WORK TASK: Determine the number of lines in the data below that contain the string "walking", and respond with that number alone.

DATASET CONTENT:
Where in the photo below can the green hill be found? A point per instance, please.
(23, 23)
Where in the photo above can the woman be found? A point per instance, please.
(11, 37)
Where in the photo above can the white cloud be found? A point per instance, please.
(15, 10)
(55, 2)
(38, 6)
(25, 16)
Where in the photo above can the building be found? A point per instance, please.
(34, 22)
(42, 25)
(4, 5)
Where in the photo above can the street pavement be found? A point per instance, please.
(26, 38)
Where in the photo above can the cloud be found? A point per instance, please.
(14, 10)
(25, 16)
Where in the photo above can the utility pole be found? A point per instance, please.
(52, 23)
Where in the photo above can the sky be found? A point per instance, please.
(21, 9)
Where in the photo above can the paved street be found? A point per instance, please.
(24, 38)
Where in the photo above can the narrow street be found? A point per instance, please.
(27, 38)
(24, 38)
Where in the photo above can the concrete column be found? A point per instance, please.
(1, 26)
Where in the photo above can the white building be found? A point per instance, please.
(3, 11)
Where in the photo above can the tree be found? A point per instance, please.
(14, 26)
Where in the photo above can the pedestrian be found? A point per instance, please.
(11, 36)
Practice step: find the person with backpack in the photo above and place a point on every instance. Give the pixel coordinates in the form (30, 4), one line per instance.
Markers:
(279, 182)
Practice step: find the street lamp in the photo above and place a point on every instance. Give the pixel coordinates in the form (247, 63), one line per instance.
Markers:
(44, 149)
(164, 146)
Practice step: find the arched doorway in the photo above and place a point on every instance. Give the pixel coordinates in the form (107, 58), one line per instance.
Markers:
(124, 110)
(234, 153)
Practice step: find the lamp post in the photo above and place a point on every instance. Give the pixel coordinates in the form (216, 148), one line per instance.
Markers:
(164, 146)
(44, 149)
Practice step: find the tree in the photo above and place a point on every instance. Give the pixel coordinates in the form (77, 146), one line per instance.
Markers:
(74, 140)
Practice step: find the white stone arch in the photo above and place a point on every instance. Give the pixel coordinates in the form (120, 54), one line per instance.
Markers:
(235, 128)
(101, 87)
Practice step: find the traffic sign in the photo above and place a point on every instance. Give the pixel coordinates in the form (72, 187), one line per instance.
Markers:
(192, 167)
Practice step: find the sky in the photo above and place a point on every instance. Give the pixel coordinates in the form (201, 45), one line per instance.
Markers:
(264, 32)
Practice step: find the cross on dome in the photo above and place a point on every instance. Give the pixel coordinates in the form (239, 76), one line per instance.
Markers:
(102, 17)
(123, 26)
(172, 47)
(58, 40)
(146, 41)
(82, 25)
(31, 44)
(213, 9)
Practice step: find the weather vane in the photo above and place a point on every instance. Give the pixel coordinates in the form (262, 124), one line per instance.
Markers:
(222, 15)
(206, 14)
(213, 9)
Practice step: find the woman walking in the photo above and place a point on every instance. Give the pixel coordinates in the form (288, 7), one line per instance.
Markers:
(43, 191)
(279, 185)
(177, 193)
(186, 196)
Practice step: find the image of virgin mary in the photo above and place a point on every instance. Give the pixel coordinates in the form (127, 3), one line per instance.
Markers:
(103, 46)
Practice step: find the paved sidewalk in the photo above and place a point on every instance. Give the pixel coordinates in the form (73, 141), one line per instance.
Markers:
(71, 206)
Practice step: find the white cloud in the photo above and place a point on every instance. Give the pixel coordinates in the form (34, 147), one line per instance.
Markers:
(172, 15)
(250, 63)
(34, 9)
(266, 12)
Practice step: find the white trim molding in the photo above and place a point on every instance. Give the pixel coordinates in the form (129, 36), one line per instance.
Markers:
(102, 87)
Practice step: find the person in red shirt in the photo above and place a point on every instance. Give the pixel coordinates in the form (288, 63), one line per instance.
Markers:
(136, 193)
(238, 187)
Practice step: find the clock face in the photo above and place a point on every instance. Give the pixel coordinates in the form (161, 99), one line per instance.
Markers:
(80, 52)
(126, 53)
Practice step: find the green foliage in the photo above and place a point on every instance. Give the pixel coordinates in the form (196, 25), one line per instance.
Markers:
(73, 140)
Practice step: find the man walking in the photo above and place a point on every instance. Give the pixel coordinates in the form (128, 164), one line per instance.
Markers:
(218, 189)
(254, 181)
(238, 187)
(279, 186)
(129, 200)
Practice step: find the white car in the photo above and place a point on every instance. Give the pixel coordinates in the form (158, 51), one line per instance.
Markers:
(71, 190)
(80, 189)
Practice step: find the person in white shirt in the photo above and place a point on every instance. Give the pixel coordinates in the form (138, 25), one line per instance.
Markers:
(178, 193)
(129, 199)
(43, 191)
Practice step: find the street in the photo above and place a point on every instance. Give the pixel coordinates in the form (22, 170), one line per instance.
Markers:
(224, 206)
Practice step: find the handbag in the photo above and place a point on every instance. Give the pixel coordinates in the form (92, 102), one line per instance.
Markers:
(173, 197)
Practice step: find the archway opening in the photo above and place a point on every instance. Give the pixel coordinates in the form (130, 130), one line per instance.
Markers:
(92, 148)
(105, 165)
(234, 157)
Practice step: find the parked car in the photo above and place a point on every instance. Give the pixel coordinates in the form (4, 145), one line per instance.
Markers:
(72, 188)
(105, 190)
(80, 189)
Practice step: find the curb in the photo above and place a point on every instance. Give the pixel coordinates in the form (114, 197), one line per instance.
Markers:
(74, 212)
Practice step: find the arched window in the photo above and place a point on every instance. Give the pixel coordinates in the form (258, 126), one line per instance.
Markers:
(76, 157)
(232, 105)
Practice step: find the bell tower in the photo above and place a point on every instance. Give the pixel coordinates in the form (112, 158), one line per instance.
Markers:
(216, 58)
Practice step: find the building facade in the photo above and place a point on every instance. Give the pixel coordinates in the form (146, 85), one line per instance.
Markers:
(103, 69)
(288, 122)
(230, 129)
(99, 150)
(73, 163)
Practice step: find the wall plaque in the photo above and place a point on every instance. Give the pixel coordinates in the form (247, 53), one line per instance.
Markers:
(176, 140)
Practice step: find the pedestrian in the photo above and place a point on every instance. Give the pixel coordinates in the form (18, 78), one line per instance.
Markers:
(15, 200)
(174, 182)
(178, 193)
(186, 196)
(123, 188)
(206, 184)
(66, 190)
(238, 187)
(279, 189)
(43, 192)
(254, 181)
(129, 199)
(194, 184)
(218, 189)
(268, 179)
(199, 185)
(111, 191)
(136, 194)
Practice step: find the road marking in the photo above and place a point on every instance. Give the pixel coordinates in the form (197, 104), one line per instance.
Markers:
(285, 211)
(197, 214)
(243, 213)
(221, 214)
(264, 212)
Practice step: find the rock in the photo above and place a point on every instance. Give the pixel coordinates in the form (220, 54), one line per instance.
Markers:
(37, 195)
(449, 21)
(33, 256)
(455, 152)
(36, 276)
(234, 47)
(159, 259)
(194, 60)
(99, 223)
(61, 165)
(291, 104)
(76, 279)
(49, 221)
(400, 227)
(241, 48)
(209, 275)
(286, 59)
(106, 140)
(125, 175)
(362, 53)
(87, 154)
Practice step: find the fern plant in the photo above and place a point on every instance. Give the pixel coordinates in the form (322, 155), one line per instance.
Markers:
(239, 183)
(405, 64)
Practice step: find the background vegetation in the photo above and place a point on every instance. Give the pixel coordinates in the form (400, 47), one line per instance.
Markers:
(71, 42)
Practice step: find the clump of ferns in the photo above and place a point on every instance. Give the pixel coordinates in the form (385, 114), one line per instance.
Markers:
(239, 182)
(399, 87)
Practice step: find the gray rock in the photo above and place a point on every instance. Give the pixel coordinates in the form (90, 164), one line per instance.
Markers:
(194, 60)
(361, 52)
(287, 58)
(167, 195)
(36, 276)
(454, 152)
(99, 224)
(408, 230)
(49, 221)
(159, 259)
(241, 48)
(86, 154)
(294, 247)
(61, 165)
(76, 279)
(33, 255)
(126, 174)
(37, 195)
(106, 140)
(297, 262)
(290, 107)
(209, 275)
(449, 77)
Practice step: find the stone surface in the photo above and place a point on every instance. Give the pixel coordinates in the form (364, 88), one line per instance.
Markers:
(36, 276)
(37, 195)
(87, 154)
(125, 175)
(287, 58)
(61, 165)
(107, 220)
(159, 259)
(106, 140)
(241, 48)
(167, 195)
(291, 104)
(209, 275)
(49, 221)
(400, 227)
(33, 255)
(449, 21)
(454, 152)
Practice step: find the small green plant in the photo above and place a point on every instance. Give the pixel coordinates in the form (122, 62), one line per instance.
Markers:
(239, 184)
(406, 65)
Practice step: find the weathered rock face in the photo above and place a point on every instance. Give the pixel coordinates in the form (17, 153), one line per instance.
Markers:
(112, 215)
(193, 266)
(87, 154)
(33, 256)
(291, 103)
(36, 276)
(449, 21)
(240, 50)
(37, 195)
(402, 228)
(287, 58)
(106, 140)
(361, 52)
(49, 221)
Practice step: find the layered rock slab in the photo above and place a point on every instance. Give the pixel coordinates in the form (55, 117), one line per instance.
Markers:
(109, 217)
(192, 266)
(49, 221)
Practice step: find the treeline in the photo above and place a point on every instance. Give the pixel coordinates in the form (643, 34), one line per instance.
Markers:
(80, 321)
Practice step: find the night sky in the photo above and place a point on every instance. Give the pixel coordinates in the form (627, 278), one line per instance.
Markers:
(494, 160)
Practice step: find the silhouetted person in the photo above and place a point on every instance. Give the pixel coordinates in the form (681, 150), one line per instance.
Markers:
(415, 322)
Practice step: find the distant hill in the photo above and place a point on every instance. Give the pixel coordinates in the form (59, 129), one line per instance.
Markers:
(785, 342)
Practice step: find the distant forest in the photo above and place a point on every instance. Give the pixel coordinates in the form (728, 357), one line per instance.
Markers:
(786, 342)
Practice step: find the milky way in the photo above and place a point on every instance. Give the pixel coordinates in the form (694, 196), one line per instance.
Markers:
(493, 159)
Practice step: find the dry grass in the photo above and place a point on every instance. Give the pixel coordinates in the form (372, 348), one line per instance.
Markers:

RESPONSE AREA: 2